• _SOURCE EXCERPT_:
════

Many countries face a shortage of space for new land-based PV installations, especially in densely populated areas. On top of this, there is increasing competition for land between agriculture, industry, and property development. Italy, for example, has prohibited further PV installations on agricultural land. New large-scale solar farms on inexpensive but ecologically valuable areas are raising concerns about biodiversity.
In Europe, this issue is particularly significant because many renewable energy installations are located in protected areas. This is why the European Commission is exploring and promoting innovations that minimize harm to ecosystems. In response to these challenges, floating solar farms are gaining momentum, offering renewable energy without the need for additional land. Solar installations on lakes and other bodies of water represent a step toward a sustainable future.
Floating solar panels
Floating solar farms rely on photovoltaic modules installed on special platforms that float on the surface of water bodies, such as lakes, irrigation ponds, reservoirs, or disused areas like decommissioned gravel pits. The goal is to utilize water bodies that aren’t used for tourism, sailing, agriculture, or other purposes.
Floating solar panels operate on the same principle as land-based photovoltaic systems, converting sunlight into electricity — direct current (DC) is transformed into alternating current (AC) through inverters. So, is this different from conventional PV installations? Not in the mechanism of energy production.
The floating platforms, made from buoyant materials, provide stability for the panels on water, while specialized anchoring systems keep them in place, preventing movement due to wind or water currents. The structure maintains flexibility, allowing the panels to adapt to water movements.

════

• _DATA SECTION_:
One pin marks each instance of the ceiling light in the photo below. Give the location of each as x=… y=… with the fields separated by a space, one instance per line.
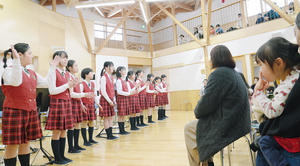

════

• _JOB A_:
Does each statement agree with the floating solar excerpt? Answer yes or no for each, and quote the deciding words from the excerpt.
(i) Italy has banned further PV installations on agricultural land.
(ii) Floating solar panels generate electricity by a different mechanism than land-based PV systems.
(iii) The anchoring keeps the panels rigidly fixed, so they cannot adapt to water movements.
• _JOB B_: Duplicate the stretch of the floating solar excerpt from "Many countries face" through "concerns about biodiversity.", word for word.
The data has no connection to the floating solar excerpt.

• _OUTPUT A_:
(i) Yes: "Italy, for example, has prohibited further PV installations on agricultural land."
(ii) No: "Not in the mechanism of energy production."
(iii) No: "The structure maintains flexibility, allowing the panels to adapt to water movements."

• _OUTPUT B_:
Many countries face a shortage of space for new land-based PV installations, especially in densely populated areas. On top of this, there is increasing competition for land between agriculture, industry, and property development. Italy, for example, has prohibited further PV installations on agricultural land. New large-scale solar farms on inexpensive but ecologically valuable areas are raising concerns about biodiversity.